Data collection extract —
=======

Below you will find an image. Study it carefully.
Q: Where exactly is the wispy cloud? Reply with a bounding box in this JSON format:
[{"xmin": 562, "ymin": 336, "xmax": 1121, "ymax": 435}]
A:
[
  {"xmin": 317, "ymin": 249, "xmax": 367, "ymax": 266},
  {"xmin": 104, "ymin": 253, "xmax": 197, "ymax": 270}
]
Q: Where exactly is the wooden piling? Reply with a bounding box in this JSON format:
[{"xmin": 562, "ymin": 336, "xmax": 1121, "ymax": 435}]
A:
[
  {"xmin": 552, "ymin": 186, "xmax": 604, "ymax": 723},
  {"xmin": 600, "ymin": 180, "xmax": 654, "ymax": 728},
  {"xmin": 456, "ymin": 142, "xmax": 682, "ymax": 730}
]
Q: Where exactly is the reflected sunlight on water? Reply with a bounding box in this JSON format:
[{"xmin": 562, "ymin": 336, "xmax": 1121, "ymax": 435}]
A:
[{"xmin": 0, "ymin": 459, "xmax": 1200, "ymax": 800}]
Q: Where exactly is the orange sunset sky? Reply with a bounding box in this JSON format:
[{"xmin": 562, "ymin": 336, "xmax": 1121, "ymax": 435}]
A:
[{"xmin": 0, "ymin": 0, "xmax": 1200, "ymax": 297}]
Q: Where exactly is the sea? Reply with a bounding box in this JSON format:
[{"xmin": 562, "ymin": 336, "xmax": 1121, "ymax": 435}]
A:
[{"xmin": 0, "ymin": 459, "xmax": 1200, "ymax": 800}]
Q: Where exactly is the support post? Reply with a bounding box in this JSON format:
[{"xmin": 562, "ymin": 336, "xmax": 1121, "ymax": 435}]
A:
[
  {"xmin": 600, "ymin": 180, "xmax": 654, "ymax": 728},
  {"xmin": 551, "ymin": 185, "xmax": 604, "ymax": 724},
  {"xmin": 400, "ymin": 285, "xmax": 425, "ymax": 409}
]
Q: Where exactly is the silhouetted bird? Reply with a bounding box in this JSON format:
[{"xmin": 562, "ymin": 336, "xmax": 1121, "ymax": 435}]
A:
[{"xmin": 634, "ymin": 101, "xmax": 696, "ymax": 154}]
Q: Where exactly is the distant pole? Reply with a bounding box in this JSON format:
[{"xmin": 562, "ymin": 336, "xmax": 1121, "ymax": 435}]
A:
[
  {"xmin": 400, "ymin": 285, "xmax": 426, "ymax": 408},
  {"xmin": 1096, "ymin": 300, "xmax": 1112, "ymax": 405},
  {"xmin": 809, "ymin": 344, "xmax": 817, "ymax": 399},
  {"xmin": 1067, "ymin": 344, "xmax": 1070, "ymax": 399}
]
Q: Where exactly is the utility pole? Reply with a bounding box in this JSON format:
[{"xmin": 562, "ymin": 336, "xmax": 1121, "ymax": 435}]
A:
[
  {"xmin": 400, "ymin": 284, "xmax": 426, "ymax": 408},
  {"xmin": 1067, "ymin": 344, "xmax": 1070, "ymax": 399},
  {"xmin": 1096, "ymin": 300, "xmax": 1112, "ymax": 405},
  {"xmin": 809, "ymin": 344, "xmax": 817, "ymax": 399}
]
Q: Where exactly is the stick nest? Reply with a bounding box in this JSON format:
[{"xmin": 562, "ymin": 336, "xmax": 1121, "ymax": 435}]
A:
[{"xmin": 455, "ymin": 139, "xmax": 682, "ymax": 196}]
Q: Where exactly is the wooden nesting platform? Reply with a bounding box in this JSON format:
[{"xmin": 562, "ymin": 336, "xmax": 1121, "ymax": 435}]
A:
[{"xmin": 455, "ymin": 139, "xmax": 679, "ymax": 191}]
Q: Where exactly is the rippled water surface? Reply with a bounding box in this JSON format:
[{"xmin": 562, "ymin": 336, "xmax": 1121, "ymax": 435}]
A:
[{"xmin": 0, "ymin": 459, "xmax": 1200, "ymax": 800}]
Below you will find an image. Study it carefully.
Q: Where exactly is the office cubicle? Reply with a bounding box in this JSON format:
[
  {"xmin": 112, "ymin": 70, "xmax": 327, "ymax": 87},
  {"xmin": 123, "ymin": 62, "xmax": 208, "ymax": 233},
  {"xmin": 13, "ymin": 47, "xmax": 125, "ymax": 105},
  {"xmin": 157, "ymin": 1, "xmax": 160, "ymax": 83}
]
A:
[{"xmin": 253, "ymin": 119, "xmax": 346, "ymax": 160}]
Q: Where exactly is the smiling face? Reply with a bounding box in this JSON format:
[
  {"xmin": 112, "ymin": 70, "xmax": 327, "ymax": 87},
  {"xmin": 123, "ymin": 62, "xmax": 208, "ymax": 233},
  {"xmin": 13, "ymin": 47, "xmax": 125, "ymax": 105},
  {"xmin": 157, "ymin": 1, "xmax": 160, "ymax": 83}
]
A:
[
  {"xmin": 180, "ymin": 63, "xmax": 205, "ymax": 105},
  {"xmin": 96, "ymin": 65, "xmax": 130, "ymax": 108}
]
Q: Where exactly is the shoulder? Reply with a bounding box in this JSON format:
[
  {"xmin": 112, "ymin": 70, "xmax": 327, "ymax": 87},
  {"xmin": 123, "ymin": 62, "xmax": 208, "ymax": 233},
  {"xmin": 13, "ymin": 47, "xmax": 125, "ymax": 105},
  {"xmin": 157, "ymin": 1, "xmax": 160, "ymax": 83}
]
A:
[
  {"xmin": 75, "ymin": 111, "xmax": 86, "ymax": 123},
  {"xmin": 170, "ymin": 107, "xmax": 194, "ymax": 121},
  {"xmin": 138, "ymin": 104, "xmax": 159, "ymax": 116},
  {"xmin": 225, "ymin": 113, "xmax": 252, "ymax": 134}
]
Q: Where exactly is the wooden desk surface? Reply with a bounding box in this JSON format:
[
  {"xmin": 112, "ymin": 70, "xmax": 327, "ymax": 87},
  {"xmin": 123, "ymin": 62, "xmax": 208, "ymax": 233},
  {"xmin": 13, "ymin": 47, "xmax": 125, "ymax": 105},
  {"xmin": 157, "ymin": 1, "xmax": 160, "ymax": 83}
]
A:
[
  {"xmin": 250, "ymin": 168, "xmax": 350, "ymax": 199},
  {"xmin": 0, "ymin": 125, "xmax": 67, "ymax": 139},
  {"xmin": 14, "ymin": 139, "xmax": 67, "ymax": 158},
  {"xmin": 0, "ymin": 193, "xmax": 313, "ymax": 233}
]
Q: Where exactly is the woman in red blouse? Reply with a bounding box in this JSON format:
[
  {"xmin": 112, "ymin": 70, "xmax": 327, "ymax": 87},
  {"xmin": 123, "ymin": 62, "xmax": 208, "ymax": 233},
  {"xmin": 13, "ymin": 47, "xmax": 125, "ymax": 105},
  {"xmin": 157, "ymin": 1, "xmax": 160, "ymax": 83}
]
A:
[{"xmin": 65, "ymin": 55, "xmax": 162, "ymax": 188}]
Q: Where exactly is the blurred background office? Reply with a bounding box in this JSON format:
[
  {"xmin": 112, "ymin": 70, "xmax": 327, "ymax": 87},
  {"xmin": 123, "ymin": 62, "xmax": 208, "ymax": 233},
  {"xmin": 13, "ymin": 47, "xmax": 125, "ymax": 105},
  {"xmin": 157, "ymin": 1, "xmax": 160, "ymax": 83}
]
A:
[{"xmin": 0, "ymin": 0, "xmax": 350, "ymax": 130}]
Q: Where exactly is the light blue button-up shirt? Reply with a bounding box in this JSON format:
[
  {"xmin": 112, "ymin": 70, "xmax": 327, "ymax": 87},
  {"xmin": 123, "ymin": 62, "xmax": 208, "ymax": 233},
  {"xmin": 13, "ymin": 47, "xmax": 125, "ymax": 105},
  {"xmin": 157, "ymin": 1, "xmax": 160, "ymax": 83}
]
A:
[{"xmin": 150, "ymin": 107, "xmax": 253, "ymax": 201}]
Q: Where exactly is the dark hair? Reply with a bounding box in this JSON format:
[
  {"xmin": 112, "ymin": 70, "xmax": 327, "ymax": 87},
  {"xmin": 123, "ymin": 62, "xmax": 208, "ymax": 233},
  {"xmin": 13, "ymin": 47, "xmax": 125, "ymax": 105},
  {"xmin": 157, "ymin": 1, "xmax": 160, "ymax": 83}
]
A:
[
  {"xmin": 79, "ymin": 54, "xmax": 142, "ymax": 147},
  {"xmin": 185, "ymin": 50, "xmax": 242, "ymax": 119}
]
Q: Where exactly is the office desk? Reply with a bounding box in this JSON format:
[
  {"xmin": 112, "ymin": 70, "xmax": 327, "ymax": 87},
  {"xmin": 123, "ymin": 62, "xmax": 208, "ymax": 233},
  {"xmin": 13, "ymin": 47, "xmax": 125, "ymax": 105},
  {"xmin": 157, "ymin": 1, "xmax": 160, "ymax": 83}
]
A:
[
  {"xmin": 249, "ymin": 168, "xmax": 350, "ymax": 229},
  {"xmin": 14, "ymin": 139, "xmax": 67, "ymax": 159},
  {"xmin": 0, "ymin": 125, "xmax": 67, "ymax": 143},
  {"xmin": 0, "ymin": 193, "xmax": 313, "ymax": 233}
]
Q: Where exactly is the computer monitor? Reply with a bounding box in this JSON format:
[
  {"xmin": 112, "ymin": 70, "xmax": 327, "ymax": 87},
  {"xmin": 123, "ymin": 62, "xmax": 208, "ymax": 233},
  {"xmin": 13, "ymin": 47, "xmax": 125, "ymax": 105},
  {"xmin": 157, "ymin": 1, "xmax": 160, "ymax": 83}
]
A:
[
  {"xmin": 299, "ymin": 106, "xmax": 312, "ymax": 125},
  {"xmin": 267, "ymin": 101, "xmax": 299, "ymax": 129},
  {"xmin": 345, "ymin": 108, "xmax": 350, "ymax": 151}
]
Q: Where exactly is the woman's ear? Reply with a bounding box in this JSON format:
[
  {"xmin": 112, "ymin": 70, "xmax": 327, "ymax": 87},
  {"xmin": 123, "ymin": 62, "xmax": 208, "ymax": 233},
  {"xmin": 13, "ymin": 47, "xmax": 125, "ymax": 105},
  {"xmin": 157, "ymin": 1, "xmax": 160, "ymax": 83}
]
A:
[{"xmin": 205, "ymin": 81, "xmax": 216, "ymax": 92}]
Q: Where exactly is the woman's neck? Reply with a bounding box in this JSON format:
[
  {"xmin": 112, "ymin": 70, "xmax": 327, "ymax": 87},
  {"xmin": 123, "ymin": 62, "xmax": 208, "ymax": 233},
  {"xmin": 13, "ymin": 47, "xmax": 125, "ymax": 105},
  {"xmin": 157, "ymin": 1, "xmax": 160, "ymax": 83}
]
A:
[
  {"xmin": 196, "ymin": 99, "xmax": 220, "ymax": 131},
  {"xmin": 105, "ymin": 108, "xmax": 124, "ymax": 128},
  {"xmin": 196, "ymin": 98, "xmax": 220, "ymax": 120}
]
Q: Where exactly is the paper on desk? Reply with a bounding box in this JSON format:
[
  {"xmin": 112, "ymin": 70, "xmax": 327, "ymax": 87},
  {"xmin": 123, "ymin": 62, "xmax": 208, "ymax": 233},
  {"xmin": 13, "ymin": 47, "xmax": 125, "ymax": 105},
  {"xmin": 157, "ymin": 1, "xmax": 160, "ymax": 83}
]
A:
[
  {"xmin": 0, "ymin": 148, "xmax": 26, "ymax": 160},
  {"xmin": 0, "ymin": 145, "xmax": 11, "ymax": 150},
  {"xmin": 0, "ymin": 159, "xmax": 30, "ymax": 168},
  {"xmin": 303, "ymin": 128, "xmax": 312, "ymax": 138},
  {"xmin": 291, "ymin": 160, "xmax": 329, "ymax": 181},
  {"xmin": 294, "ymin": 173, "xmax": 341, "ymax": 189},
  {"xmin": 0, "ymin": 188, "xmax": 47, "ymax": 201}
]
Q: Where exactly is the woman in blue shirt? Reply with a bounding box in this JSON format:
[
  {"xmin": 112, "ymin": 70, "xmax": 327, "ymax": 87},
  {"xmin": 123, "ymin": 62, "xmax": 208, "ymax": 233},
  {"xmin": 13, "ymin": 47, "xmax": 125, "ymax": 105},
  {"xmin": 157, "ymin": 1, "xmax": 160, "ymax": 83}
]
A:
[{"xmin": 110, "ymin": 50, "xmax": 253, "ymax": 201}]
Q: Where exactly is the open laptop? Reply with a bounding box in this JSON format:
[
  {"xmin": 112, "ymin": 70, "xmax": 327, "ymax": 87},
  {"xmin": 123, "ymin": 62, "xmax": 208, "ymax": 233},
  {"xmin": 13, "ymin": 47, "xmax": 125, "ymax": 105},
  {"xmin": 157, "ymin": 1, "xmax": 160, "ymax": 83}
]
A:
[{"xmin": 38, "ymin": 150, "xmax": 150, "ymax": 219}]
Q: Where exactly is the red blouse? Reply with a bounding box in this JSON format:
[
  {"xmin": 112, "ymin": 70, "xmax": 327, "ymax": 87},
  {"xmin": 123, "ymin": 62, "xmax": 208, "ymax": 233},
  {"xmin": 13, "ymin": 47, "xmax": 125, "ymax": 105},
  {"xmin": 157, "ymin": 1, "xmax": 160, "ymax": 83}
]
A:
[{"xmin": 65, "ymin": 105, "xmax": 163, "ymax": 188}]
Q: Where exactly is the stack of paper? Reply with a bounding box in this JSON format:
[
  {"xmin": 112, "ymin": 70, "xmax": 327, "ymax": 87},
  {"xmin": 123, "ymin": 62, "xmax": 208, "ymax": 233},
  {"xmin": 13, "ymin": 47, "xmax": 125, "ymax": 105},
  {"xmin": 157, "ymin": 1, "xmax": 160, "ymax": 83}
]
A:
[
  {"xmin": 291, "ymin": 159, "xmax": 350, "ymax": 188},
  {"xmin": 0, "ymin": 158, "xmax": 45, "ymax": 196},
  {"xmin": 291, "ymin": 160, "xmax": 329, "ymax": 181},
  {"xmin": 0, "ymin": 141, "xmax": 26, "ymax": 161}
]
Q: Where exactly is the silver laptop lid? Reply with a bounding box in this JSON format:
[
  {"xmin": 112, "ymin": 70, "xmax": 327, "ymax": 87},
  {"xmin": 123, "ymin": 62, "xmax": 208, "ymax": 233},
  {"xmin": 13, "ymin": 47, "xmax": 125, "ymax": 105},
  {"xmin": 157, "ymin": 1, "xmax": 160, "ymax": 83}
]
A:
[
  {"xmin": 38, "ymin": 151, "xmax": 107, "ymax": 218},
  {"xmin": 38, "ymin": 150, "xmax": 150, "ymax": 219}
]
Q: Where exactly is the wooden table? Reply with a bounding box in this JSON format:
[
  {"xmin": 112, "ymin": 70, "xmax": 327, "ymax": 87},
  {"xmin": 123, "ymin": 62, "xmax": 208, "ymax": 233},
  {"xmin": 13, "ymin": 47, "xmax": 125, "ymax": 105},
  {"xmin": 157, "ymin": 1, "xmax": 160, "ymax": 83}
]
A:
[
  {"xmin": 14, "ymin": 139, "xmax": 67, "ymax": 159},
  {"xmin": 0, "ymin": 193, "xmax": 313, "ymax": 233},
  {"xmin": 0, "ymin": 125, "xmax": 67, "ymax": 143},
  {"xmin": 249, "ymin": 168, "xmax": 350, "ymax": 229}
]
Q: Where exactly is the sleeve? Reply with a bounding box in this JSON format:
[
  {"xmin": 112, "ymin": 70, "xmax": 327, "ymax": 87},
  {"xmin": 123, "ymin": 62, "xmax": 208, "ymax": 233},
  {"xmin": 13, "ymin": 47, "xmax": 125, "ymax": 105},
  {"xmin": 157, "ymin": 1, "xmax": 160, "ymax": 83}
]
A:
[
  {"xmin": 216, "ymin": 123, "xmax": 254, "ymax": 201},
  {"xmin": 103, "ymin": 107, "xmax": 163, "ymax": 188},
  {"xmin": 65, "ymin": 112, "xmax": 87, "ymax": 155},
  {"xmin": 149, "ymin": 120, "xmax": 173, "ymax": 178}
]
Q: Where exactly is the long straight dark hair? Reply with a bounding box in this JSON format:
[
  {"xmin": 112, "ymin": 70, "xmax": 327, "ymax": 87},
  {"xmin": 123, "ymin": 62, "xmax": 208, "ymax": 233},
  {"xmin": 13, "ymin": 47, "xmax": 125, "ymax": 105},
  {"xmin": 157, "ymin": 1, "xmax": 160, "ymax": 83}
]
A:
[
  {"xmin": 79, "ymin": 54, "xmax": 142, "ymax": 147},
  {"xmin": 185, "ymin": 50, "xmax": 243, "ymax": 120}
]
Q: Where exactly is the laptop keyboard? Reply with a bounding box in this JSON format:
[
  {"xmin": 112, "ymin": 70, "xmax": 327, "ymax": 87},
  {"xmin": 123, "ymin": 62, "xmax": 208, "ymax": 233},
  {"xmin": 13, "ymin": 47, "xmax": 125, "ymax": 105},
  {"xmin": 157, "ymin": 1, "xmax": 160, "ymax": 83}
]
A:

=======

TASK TO CARRY OUT —
Extract every line above that contains the word "dark" and copy each one in full.

ANSWER TO THE TASK —
Q: Where exactly is the dark hair? Reply with a bounding box in this JSON format:
Q: Where exactly is the long straight dark hair? Reply with a bounding box in this JSON format:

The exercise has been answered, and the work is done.